- Request -
Turn the stretch of the items that opens with the line containing "- **Query**: woman in headscarf" and closes with the line containing "left=478, top=58, right=526, bottom=115", both of those lines included, into a JSON list of strings, one string per line, leaving out any blank lines.

- Record list -
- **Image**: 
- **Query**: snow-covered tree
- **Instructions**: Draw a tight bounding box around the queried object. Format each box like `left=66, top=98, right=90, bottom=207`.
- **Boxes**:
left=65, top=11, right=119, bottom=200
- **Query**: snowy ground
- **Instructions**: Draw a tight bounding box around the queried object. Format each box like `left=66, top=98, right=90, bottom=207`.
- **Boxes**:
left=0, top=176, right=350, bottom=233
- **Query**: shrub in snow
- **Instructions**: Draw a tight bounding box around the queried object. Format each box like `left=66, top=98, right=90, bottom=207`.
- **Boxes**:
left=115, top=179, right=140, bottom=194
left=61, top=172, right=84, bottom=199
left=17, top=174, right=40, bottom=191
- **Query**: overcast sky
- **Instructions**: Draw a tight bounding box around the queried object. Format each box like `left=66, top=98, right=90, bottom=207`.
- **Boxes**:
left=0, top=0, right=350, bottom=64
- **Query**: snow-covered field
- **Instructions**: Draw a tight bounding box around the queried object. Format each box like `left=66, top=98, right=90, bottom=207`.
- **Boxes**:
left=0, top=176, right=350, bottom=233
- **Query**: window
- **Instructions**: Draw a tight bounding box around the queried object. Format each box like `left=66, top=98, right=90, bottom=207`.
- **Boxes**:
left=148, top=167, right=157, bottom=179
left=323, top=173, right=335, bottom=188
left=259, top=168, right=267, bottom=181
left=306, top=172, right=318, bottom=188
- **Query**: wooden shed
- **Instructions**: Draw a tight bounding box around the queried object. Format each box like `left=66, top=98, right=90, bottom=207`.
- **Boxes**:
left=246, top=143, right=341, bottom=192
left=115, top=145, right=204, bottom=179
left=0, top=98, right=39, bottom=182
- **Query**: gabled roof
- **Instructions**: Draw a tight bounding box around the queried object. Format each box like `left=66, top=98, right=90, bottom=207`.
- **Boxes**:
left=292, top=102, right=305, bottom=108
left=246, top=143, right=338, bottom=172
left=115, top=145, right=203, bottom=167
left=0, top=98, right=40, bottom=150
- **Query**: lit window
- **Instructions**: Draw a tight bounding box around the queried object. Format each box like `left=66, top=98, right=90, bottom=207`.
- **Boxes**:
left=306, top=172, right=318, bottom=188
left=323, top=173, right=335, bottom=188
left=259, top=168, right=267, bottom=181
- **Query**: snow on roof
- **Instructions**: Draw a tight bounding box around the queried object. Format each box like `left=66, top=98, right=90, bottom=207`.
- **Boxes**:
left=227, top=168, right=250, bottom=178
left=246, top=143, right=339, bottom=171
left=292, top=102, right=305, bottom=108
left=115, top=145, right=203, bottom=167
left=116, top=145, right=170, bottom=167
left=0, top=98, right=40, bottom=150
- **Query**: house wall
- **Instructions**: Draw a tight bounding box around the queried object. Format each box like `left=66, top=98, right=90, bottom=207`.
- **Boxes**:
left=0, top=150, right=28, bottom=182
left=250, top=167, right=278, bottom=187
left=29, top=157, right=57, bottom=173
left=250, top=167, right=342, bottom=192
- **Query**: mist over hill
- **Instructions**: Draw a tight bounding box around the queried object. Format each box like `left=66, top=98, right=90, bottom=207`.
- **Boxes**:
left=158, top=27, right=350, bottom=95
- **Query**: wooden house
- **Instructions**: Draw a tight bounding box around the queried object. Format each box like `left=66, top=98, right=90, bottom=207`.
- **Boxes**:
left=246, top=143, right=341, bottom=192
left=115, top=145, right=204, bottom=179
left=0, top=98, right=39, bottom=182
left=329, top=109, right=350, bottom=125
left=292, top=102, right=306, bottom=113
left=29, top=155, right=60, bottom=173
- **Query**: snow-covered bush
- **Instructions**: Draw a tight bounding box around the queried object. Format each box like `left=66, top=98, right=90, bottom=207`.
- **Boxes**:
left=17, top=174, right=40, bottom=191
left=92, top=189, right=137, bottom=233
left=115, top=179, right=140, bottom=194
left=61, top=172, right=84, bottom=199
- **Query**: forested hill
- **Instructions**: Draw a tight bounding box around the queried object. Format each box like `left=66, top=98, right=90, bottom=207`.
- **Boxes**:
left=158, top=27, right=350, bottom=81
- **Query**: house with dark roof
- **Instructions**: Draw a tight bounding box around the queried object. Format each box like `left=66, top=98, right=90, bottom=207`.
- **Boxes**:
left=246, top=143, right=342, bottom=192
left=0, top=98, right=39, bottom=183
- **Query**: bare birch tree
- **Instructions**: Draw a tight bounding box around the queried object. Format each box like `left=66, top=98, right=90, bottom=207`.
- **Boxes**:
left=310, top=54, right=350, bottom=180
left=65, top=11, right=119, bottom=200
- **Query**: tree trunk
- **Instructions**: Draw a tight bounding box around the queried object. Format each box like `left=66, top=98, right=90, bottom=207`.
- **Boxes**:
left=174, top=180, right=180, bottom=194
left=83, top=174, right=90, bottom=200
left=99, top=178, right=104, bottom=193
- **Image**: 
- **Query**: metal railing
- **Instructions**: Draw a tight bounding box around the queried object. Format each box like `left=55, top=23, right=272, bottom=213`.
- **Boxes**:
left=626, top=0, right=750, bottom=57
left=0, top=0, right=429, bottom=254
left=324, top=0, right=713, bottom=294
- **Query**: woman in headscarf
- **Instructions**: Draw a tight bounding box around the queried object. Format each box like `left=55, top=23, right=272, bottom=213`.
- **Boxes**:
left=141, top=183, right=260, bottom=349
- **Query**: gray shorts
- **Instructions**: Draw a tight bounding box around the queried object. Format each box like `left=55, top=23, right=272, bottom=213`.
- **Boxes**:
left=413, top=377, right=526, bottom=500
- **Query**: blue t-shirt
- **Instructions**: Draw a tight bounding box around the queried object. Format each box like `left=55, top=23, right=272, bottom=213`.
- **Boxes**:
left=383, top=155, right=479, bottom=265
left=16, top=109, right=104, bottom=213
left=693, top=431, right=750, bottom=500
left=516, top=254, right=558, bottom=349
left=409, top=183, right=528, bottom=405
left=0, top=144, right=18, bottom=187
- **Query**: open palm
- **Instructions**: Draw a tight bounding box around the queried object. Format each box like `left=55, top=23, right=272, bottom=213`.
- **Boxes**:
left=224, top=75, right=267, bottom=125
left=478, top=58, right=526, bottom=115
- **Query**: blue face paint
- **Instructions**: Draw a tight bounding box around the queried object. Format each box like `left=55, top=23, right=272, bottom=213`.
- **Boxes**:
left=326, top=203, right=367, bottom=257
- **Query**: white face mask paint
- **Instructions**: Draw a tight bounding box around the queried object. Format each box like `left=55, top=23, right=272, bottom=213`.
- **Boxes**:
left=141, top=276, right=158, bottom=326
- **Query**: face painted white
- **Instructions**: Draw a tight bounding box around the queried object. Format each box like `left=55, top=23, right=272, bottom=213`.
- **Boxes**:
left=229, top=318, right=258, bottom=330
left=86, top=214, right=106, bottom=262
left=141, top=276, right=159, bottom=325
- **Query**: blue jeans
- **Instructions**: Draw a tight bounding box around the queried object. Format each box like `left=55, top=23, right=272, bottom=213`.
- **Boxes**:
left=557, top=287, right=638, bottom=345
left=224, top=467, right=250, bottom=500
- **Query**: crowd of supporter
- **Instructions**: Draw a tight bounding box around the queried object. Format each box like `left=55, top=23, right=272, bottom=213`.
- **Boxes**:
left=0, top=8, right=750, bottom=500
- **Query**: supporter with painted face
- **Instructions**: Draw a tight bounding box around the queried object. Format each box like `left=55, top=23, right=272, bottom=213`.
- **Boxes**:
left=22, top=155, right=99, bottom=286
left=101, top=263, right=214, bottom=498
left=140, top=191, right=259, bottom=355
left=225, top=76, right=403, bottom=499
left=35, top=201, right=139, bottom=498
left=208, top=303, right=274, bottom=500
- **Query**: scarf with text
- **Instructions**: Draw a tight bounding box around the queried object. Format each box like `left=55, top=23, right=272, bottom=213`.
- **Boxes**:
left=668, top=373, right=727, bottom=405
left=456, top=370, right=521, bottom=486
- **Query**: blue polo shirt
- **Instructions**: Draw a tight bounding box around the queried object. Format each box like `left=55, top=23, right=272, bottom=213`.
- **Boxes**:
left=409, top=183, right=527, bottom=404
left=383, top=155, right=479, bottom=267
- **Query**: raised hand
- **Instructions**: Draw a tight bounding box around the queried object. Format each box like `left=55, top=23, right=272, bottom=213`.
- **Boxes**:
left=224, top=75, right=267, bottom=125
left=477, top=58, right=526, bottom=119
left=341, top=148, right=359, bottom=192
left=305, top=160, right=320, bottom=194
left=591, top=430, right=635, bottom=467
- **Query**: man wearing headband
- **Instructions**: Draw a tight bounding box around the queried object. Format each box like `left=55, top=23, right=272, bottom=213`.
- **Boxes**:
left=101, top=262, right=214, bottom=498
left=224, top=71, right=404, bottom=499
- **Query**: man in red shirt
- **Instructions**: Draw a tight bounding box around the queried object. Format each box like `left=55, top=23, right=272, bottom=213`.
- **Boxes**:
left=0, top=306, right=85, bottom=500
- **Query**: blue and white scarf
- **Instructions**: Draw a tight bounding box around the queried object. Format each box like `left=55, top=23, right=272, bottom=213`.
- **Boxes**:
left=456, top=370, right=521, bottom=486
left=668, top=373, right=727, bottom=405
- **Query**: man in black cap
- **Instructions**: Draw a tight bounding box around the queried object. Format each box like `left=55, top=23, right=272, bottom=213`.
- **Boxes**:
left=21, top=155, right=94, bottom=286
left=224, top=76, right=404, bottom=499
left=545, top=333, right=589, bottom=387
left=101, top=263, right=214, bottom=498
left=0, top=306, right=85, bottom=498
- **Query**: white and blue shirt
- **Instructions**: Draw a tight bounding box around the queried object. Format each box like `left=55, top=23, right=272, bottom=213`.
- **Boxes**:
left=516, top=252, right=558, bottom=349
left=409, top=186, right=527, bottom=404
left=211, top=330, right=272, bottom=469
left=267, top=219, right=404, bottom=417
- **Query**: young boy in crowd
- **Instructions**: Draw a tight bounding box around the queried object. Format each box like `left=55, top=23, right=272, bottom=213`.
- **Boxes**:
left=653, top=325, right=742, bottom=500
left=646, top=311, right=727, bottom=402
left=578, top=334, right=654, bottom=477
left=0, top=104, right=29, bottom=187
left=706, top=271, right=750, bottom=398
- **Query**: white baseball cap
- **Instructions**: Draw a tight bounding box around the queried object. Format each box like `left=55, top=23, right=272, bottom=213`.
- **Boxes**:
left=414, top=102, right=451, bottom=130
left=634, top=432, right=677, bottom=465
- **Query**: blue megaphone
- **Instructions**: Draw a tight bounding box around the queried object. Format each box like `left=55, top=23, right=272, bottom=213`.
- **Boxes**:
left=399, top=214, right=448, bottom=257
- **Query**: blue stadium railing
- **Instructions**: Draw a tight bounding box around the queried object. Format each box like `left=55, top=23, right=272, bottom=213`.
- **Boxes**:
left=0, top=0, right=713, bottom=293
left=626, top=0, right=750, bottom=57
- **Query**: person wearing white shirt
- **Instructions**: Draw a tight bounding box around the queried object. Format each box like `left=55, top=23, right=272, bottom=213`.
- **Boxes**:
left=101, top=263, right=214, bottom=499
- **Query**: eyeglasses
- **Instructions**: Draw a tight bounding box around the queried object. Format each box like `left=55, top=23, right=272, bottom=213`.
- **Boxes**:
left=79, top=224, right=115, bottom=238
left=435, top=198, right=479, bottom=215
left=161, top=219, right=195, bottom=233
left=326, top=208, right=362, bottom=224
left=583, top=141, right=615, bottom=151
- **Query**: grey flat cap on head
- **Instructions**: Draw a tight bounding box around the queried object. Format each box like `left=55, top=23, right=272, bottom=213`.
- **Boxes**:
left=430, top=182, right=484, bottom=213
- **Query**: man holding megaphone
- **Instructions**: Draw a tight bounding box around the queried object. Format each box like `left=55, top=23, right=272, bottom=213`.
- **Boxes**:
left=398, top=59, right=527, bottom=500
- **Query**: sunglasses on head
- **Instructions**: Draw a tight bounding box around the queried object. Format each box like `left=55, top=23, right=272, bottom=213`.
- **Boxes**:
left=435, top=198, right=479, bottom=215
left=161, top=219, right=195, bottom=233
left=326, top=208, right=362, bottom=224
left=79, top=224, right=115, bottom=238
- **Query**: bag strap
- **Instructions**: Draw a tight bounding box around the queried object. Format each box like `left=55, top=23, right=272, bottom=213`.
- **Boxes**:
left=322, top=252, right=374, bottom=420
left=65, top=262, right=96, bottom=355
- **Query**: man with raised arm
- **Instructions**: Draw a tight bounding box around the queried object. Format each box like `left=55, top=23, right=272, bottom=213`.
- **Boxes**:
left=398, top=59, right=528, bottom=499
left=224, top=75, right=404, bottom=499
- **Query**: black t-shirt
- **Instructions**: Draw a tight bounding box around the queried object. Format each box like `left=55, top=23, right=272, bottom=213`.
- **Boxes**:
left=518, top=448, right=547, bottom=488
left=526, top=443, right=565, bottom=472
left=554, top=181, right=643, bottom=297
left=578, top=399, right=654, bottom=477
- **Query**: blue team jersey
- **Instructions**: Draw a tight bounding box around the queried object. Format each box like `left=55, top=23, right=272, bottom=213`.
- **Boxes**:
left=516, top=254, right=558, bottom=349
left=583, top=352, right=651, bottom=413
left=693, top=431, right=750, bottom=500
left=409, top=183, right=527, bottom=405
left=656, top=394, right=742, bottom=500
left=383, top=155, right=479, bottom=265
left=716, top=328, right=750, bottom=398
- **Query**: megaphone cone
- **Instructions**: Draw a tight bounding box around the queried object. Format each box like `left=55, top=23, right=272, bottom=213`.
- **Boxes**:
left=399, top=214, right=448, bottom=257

- Output for this task -
[
  "- **Query**: woman in headscarf",
  "- **Instructions**: Draw a tight bounding box around the queried object. Format each box like `left=55, top=23, right=272, bottom=213`.",
  "- **Boxes**:",
  "left=141, top=183, right=260, bottom=349",
  "- **Query**: gray shorts",
  "- **Instructions**: Draw a tight bounding box around the queried object. Format each box like `left=55, top=23, right=272, bottom=213`.",
  "- **Boxes**:",
  "left=413, top=377, right=526, bottom=500",
  "- **Query**: blue t-shirt",
  "- **Instructions**: Draw a tight bounding box around the queried object. Format each box like `left=55, top=23, right=272, bottom=213`.",
  "- **Boxes**:",
  "left=383, top=155, right=479, bottom=265",
  "left=16, top=109, right=104, bottom=213",
  "left=693, top=431, right=750, bottom=500",
  "left=516, top=254, right=558, bottom=349",
  "left=409, top=183, right=528, bottom=405",
  "left=0, top=144, right=18, bottom=187",
  "- **Query**: open palm",
  "- **Instructions**: Draw a tight bounding box around the queried object. Format each box like `left=55, top=23, right=272, bottom=213`.",
  "- **Boxes**:",
  "left=224, top=75, right=267, bottom=125",
  "left=478, top=58, right=526, bottom=115"
]